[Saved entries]

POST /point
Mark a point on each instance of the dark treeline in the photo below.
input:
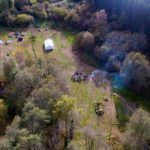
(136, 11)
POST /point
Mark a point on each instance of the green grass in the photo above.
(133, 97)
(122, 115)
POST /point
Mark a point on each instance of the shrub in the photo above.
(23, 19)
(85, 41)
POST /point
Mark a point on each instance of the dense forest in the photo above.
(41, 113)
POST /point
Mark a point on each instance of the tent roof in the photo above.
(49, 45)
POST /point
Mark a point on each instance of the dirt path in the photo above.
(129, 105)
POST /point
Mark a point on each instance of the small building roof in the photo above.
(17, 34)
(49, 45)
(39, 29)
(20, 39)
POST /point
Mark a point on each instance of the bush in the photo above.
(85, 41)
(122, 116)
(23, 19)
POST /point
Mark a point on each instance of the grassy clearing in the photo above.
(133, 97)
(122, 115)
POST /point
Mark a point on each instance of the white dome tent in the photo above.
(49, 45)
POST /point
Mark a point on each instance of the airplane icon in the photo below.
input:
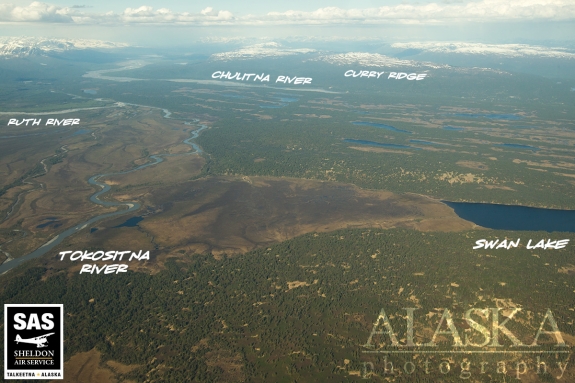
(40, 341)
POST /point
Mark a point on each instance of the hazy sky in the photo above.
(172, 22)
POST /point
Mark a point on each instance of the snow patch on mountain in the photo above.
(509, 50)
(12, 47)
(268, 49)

The task
Tally each line in the data that holds the word "below"; write only the total.

Problem solution
2